# 풀어야 할 과제
아래 자료에서 "Show every dry" 문구가 있는 줄부터 "left=28, top=180, right=34, bottom=200" 문구가 있는 줄까지의 구간을 다시 쓰되, "dry sand" 표현 자리에 "wet sand" 표현을 넣어 바꾸시오. 나머지는 모두 그대로 두시오.

───── 제시 자료 ─────

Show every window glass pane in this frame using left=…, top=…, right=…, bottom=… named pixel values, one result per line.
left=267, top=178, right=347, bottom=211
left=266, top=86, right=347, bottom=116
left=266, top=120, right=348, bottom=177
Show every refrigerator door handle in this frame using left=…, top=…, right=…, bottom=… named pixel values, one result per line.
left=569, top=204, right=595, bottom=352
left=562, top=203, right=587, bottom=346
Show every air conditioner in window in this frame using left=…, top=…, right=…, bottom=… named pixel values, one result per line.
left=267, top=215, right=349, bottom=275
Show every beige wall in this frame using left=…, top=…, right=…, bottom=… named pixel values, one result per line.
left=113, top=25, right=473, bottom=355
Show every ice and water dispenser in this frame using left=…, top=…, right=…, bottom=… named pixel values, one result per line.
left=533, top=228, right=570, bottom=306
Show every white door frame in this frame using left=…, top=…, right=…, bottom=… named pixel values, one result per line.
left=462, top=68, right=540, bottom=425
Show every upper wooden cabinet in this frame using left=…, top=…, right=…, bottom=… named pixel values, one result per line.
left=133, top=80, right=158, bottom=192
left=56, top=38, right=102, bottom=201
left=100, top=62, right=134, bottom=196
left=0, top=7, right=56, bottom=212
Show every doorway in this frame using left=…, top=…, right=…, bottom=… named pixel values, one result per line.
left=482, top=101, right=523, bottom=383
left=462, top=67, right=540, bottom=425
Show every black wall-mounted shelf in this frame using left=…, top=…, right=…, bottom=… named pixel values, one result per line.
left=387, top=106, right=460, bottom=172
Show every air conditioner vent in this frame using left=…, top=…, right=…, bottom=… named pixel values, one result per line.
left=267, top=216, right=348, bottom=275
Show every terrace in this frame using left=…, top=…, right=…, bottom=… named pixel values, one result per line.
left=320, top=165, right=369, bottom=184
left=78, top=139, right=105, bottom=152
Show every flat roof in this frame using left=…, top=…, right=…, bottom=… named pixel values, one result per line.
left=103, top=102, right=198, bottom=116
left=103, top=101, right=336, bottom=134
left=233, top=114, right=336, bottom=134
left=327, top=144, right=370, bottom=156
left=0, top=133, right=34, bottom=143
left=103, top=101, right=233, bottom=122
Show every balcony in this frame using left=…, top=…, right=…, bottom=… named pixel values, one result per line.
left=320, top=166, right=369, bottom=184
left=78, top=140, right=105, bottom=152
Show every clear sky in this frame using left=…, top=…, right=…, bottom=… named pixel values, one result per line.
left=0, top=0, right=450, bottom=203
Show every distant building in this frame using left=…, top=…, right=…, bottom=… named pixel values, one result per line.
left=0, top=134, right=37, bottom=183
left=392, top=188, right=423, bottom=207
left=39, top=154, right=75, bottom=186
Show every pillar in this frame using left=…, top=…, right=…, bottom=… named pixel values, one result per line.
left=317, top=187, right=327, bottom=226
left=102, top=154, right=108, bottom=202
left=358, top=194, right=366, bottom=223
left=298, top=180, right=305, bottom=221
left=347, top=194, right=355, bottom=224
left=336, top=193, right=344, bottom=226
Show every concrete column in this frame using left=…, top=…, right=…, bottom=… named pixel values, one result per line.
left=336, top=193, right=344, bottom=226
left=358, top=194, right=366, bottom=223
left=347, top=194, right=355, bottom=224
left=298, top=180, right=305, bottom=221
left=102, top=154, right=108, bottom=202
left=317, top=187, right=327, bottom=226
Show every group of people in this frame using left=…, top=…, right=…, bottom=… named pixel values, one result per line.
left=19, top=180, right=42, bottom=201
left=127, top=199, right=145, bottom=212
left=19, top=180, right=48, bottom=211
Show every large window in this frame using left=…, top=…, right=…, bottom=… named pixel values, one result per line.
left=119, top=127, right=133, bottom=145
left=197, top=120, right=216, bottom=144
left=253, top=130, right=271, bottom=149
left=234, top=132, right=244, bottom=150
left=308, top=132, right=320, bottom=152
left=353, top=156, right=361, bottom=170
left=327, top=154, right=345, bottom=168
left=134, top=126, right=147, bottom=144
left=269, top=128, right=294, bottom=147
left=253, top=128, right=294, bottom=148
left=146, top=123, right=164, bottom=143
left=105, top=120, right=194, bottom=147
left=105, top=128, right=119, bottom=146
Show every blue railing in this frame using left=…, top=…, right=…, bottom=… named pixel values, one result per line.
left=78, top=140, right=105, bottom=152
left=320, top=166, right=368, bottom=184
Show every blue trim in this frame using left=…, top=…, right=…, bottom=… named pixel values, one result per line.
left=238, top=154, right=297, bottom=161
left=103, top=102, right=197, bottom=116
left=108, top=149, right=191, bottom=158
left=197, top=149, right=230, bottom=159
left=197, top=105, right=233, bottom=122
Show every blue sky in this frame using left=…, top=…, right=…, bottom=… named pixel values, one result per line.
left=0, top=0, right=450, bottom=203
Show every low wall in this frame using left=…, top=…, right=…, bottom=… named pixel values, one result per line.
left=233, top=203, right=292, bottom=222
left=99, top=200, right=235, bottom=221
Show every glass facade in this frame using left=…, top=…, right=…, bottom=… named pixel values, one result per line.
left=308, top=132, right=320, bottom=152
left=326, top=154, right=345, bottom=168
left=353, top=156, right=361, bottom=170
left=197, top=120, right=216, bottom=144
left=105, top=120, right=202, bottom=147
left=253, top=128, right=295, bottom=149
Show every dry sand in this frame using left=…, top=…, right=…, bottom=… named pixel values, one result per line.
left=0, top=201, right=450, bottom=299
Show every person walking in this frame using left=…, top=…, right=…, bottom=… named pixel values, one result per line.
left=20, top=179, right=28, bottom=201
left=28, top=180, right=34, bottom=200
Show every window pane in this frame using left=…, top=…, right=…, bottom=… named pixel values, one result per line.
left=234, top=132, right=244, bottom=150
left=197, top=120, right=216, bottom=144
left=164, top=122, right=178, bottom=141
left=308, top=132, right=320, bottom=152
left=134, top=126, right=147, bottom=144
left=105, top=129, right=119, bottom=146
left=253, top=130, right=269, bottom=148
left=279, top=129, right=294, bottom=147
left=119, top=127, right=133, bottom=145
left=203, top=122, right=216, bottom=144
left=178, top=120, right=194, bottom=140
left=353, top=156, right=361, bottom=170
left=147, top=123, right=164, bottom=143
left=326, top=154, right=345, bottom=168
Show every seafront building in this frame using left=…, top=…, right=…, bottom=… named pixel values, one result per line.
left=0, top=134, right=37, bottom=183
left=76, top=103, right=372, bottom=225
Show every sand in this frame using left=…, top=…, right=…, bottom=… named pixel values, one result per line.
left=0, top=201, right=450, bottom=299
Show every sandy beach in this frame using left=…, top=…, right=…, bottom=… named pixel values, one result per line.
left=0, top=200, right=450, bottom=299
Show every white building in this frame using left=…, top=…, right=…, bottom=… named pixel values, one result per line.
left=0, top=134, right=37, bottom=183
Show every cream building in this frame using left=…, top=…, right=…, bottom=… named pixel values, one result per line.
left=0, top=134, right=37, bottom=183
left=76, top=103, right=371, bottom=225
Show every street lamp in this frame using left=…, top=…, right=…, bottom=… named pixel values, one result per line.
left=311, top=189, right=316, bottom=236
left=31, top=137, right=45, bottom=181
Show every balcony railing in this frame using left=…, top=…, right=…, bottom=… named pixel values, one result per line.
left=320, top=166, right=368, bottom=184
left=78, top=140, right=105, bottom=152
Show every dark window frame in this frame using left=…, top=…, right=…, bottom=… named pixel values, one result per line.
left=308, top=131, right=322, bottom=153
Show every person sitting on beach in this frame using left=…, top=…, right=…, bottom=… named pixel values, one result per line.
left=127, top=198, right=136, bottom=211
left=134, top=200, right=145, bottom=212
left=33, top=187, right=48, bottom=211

─────

# 답안
Show every wet sand in this frame using left=…, top=…, right=…, bottom=… named pixel values, one result per line.
left=0, top=201, right=450, bottom=299
Show every person walking in this frame using left=…, top=…, right=…, bottom=… named pixel values, one result per line.
left=20, top=179, right=28, bottom=201
left=28, top=180, right=34, bottom=200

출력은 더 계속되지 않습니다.